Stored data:
----
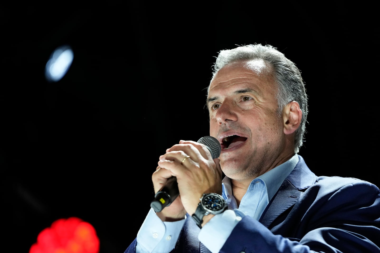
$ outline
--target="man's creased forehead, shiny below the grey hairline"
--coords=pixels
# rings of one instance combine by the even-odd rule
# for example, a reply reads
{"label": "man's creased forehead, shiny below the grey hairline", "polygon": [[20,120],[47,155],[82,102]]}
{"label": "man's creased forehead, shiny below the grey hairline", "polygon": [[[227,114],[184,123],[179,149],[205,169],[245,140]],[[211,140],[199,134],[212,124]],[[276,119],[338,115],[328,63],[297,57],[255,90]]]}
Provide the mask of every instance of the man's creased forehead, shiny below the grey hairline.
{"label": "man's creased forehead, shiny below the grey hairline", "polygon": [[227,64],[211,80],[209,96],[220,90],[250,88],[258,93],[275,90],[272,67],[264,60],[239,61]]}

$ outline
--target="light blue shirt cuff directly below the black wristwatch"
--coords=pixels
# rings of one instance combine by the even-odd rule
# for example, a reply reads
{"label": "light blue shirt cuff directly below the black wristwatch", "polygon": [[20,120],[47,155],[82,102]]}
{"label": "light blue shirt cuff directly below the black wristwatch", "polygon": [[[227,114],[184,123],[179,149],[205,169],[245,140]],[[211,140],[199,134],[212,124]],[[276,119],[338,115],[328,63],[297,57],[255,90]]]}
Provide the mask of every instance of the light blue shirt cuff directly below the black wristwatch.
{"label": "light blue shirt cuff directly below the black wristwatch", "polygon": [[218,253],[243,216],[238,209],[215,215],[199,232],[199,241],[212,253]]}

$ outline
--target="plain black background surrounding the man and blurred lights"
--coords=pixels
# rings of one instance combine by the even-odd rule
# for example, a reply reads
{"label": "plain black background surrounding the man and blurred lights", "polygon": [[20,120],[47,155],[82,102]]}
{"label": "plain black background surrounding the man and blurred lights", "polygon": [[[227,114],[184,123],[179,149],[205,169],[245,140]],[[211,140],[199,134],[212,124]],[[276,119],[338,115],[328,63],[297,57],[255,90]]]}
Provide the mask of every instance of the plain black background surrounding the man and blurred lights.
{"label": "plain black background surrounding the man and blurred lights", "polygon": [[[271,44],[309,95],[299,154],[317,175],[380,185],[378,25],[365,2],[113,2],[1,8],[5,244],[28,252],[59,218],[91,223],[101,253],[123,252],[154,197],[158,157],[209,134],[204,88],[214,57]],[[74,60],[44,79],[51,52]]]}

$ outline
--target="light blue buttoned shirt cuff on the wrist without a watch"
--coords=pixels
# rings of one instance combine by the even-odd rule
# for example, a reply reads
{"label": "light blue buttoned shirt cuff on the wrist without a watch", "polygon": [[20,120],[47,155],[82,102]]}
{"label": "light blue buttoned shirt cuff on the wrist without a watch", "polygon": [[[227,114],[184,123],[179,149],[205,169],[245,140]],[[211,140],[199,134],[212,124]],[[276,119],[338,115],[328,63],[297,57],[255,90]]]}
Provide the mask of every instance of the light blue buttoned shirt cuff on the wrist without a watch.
----
> [Exercise] Your job is to repeat every entry exactly, keeping all pictures out of the copy.

> [Written solution]
$ outline
--target="man's creased forehead, shiny below the grey hairline"
--coords=pixels
# rings of one instance combine by the even-odd rule
# for example, a reply reads
{"label": "man's creased forehead, shiny below the grey hairline", "polygon": [[20,120],[47,155],[82,102]]}
{"label": "man's creased forehead, shiny below the grey hairline", "polygon": [[[227,114],[184,123],[179,149],[205,169],[245,140]],[[211,140],[199,134],[212,124]],[[276,119],[338,115],[328,63],[297,57],[255,90]]]}
Provide the mask of every instance of the man's creased forehead, shiny below the grey hairline.
{"label": "man's creased forehead, shiny below the grey hairline", "polygon": [[227,64],[211,80],[209,96],[220,90],[250,88],[258,93],[275,90],[272,67],[264,60],[239,61]]}

$ outline
--target="light blue shirt cuff directly below the black wristwatch"
--coords=pixels
# rings of one instance combine by the even-odd rule
# for example, a reply reads
{"label": "light blue shirt cuff directly below the black wristwatch", "polygon": [[20,120],[47,155],[82,102]]}
{"label": "light blue shirt cuff directly below the black wristwatch", "polygon": [[[227,114],[184,123],[179,149],[205,169],[245,140]],[[211,140],[199,134],[212,124]],[[276,119],[338,115],[328,63],[297,57],[255,90]]]}
Provide the mask of every instance of the light blue shirt cuff directly below the black wristwatch.
{"label": "light blue shirt cuff directly below the black wristwatch", "polygon": [[218,253],[243,216],[238,209],[215,215],[199,232],[199,241],[212,253]]}

$ outline
--target="plain black background surrounding the man and blurred lights"
--coords=pixels
# rings of one instance combine by the even-odd rule
# for example, a reply reads
{"label": "plain black background surrounding the man and blurred lights", "polygon": [[20,120],[47,155],[82,102]]}
{"label": "plain black background surrounding the man and blurred lights", "polygon": [[[227,114],[184,123],[179,149],[205,169],[245,140]],[[211,140],[199,134],[212,124]],[[276,119],[338,115],[328,63],[297,57],[255,90]]]}
Provide the mask of every instance of the plain black background surrounding the man and blurred lights.
{"label": "plain black background surrounding the man and blurred lights", "polygon": [[[271,44],[309,95],[299,154],[317,175],[380,185],[378,25],[365,2],[113,2],[1,8],[5,244],[28,252],[59,218],[91,223],[101,253],[123,252],[154,197],[158,157],[209,134],[204,88],[214,57]],[[74,60],[44,79],[51,52]]]}

$ outline
--target="light blue buttoned shirt cuff on the wrist without a watch"
--coords=pixels
# rings of one instance combine by the even-odd rule
# for example, a reply reads
{"label": "light blue buttoned shirt cuff on the wrist without a watch", "polygon": [[20,120],[47,155],[82,102]]}
{"label": "light blue buttoned shirt cuff on the wrist without a watch", "polygon": [[[227,114],[184,123],[179,149],[205,169],[245,140]],[[211,140],[199,134],[212,124]],[[276,119],[338,115],[328,63],[297,57],[255,90]]]}
Provide the mask of every instance of the light blue buttoned shirt cuff on the wrist without a watch.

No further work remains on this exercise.